[Begin Provided text]

"Prisoner" is a song by Canadian singer the Weeknd, featuring American singer-songwriter Lana Del Rey, from the former's second studio album Beauty Behind the Madness (2015). They co-wrote the song with Illangelo, who co-produced it with the Weeknd. It is the first of the five collaborations between the two artists, being followed by "Party Monster", from the Weeknd's third studio album Starboy (2016).

Commercial performance
"Prisoner" debuted at number 47 on the Billboard Hot 100 with 51,291 copies sold in its first week. The song also accrued 3.7 million US streams.

Live performances 
Del Rey and the Weeknd performed the song live together for the first time on December 9, 2015, at The Forum in Inglewood, California.

[End Provided text]

**Problems to solve**
**a)** Name every song and album title that appears in the passage on "Prisoner."
**b)** Reproduce verbatim the section of the passage on "Prisoner" that begins with the words containing "Commercial performance" and ends with "million US streams.".
The collected data after this point is not needed.

[Begin Stored data]

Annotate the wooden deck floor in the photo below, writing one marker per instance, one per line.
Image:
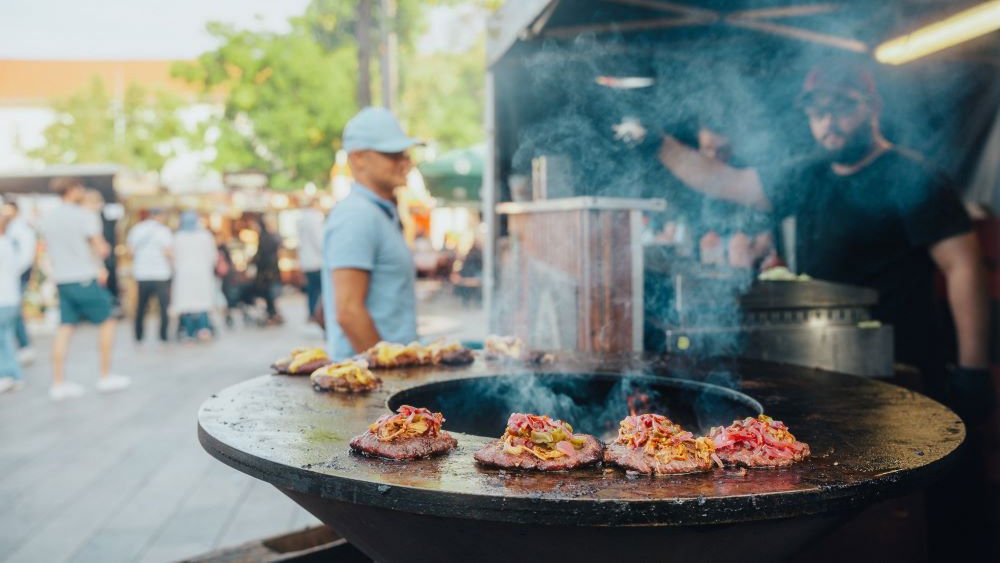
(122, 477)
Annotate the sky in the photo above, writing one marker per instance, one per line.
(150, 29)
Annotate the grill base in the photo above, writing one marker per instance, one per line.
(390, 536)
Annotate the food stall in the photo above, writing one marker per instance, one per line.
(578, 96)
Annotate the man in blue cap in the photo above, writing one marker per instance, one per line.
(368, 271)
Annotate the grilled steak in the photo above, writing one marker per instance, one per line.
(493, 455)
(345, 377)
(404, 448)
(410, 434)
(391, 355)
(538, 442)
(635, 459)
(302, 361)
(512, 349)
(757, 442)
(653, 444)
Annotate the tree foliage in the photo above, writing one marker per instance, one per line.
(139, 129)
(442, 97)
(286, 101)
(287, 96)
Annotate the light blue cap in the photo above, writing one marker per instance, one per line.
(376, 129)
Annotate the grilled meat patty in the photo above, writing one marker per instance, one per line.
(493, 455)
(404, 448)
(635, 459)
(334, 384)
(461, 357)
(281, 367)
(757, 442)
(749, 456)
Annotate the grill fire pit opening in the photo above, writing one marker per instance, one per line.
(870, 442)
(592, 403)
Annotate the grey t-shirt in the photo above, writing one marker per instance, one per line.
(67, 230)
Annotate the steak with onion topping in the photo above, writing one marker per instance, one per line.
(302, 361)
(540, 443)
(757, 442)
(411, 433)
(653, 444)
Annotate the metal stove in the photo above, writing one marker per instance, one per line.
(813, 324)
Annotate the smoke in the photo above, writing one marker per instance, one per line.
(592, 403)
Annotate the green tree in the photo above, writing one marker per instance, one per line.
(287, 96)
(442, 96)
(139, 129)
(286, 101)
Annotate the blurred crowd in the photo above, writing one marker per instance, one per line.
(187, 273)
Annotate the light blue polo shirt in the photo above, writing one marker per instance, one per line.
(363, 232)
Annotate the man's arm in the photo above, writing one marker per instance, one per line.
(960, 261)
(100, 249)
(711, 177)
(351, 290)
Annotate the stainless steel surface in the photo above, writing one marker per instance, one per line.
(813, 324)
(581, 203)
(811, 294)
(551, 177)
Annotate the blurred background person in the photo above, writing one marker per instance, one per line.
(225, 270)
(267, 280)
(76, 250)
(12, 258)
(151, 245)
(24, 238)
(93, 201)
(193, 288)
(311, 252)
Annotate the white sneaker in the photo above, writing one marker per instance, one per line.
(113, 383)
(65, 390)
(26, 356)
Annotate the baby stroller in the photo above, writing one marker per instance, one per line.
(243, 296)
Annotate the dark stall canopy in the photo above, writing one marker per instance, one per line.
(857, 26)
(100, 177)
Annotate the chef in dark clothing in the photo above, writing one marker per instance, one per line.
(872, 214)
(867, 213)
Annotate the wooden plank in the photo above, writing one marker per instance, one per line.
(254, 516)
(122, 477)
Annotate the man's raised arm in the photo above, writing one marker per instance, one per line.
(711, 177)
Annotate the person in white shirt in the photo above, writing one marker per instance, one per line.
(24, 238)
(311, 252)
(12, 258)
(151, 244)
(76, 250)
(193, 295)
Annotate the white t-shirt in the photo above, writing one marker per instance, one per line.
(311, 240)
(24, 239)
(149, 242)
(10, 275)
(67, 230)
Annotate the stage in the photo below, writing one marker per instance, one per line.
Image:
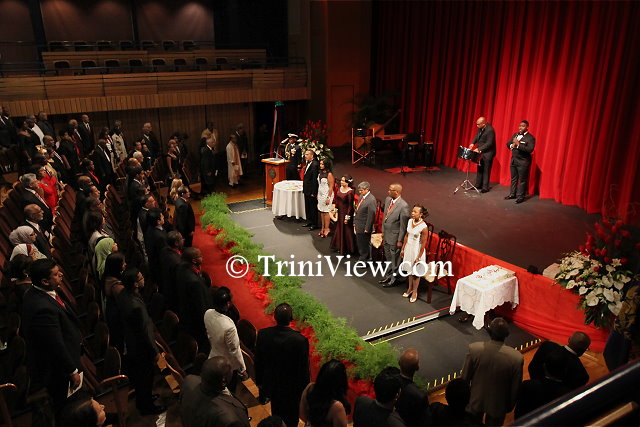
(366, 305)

[End Stored data]
[Begin Stored data]

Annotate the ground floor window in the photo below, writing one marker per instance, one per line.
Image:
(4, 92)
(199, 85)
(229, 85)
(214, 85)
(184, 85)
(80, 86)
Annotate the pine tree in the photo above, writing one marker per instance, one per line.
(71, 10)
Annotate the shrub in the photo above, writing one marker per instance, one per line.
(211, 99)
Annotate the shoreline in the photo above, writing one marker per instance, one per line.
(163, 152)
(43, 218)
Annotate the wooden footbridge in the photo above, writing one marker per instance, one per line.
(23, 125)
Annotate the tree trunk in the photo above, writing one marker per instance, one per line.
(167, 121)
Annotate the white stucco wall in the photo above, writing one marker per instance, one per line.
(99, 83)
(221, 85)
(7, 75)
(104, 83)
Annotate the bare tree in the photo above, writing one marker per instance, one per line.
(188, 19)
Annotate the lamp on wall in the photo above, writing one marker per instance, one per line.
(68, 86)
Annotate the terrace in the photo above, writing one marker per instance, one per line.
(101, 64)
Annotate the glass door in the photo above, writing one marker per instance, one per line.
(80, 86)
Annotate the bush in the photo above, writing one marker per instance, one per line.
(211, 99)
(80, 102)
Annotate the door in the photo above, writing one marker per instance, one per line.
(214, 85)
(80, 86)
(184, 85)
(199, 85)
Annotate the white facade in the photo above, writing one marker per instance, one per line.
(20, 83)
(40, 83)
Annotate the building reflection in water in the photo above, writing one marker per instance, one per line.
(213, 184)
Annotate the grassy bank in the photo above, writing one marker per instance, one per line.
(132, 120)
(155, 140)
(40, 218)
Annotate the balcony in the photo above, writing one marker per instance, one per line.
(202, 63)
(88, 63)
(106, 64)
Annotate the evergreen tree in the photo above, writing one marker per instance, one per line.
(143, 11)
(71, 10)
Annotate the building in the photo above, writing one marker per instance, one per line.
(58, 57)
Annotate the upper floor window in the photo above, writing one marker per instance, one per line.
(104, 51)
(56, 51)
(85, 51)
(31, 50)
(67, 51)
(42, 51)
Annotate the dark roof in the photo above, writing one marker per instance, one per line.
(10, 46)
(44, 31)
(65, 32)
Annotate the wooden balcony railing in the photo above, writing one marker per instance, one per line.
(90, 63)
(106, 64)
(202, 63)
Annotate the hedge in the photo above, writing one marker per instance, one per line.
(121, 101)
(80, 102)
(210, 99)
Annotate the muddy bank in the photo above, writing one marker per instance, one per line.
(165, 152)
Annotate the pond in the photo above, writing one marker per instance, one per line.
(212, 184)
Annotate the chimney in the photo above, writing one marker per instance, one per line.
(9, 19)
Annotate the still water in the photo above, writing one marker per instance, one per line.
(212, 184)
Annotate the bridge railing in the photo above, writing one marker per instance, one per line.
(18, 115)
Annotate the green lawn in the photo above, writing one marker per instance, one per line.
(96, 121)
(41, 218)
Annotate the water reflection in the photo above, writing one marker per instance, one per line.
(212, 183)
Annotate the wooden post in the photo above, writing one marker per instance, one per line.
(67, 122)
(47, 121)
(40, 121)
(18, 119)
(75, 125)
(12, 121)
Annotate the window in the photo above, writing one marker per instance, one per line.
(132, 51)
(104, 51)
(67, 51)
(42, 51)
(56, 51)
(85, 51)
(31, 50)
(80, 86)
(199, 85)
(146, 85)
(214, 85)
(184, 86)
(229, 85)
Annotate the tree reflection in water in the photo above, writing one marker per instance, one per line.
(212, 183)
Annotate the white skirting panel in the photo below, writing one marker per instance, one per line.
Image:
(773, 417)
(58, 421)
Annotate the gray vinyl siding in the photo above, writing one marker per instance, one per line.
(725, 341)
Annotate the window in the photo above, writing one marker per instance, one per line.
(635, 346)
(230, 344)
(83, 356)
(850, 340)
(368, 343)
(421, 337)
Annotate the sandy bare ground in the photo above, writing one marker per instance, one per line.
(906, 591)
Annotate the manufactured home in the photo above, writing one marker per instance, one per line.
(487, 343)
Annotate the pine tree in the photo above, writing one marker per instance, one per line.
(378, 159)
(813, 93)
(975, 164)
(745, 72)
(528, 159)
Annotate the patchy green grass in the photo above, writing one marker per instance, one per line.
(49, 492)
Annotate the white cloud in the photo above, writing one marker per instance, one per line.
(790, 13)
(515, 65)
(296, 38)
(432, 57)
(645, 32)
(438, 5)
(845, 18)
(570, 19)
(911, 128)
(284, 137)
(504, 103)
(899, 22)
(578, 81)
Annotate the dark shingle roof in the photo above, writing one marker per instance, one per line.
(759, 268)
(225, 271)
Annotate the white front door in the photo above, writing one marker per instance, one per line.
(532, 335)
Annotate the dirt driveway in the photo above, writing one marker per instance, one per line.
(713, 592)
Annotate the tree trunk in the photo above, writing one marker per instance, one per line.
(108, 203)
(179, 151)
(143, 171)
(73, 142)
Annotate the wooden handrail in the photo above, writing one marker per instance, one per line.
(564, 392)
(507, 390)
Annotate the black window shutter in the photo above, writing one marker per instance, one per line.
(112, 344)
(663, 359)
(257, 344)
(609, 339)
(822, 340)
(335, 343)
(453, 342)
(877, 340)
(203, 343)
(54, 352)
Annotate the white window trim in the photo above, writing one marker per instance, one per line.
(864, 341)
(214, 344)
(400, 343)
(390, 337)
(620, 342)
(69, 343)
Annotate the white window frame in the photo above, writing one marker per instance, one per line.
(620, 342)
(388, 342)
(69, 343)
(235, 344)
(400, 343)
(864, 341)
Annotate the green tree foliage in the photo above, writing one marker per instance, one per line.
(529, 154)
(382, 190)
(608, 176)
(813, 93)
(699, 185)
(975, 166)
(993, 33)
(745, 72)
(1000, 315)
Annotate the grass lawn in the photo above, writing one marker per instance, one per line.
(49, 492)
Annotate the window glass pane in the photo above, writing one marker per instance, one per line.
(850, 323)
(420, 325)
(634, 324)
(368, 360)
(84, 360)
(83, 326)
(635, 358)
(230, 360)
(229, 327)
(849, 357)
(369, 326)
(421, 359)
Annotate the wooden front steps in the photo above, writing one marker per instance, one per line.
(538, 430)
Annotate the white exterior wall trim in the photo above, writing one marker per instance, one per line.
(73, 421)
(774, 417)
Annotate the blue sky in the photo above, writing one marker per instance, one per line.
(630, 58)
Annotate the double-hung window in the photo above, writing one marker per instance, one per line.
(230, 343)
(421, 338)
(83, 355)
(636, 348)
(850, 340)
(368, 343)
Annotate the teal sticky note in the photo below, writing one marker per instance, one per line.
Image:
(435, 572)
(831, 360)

[End Stored data]

**Answers given**
**a)** "Prisoner," Beauty Behind the Madness, "Party Monster," Starboy

**b)**
Commercial performance
"Prisoner" debuted at number 47 on the Billboard Hot 100 with 51,291 copies sold in its first week. The song also accrued 3.7 million US streams.